» PAGE EXTRACT
#####
Artistic Image By Dianelos Georgoudis (Own work) [CC BY-SA 3.0]
via Wikimedia Commons
“When Simon Peter
arrived… he went into the tomb and saw the burial cloths there, and the cloth
that had covered his head… rolled up in a separate place.” Jn 20:6-7
Jesus knew that
even His most trusted disciples had little faith. He understood our human need
for tangible signs of His presence, and He provided them abundantly. One such miraculous sign is the burial shroud
of Jesus, left behind in the empty tomb. The disciples “did not yet understand
the Scripture that he had to rise from the dead,” yet seeing the empty tomb and
the burial cloths convicted them of the truth of the resurrection.
A special on EWTN
this month, “The Holy Winding Sheet,” presented an interesting idea about the
Shroud’s purpose for today’s world. They suggested that this image was given
for these times, when so much of our communication and learning comes through
the images that fill our computer and television screens. The image on the
Shroud of Turin, which tells the story of the passion, death, and resurrection
of Jesus Christ in stunning visual detail, was only fully revealed on the eve
of the 20th century, when the first photo negative of the Shroud was
created and viewed.
#####
» WHAT YOU ARE ASKED TO DO
Print the passage on the Shroud of Turin word for word, starting at "Artistic Image By" and ending at "of the resurrection.". Rely only on the text above.

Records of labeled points
#####
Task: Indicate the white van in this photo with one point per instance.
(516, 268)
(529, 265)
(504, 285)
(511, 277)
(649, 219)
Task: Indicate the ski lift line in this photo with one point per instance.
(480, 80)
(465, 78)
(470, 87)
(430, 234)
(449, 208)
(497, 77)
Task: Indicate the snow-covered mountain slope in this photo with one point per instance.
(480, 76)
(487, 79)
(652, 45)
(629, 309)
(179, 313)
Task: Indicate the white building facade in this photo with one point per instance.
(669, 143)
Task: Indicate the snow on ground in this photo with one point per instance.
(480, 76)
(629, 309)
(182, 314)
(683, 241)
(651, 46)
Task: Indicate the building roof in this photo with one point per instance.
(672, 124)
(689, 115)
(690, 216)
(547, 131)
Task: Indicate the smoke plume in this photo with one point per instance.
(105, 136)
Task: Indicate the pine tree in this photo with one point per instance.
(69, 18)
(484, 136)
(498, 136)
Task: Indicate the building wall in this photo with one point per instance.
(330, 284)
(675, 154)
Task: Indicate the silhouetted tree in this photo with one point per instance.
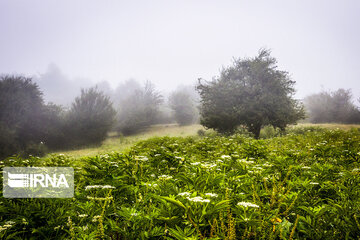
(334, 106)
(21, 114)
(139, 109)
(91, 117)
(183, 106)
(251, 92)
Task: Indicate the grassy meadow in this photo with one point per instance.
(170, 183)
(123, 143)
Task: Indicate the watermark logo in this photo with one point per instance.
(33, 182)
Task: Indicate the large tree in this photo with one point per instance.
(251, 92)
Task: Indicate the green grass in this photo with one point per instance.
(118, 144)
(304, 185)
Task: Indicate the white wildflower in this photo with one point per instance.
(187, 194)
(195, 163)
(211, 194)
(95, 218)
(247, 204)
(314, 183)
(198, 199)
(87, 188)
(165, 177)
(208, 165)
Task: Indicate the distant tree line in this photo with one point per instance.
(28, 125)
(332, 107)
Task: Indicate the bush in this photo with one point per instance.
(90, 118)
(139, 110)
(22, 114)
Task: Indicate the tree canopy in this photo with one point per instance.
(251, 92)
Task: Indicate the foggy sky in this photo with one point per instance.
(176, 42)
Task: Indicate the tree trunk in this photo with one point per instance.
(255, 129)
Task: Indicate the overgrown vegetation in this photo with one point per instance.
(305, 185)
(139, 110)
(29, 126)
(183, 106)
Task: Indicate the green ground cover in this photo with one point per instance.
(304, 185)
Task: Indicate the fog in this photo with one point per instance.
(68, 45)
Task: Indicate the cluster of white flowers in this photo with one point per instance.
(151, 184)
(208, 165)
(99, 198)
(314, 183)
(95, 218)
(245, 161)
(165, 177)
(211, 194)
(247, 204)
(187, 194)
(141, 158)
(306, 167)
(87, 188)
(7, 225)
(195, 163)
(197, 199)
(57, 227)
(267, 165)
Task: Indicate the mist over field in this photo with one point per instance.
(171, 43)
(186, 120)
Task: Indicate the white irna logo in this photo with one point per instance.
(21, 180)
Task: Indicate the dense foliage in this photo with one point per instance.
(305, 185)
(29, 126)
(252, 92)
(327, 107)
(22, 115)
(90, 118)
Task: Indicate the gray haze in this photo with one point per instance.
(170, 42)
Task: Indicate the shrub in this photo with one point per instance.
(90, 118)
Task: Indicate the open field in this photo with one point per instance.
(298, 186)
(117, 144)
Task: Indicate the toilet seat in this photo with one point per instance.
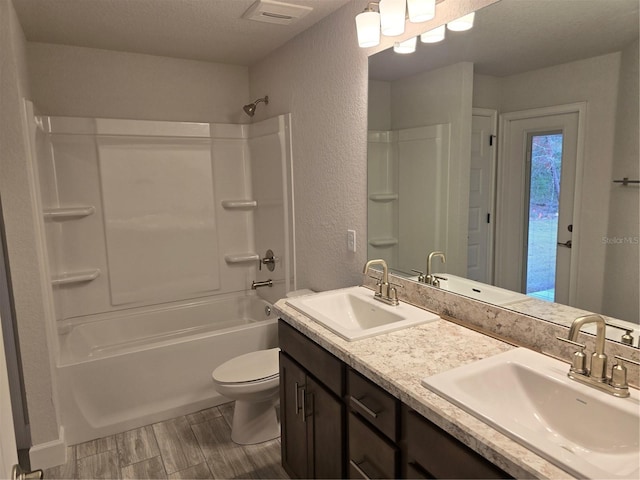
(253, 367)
#####
» FINISHED EXERCISE
Artistic Image By Dianelos Georgoudis (Own work) [CC BY-SA 3.0]
via Wikimedia Commons
“When Simon Peter
arrived… he went into the tomb and saw the burial cloths there, and the cloth
that had covered his head… rolled up in a separate place.” Jn 20:6-7
Jesus knew that
even His most trusted disciples had little faith. He understood our human need
for tangible signs of His presence, and He provided them abundantly. One such miraculous sign is the burial shroud
of Jesus, left behind in the empty tomb. The disciples “did not yet understand
the Scripture that he had to rise from the dead,” yet seeing the empty tomb and
the burial cloths convicted them of the truth of the resurrection.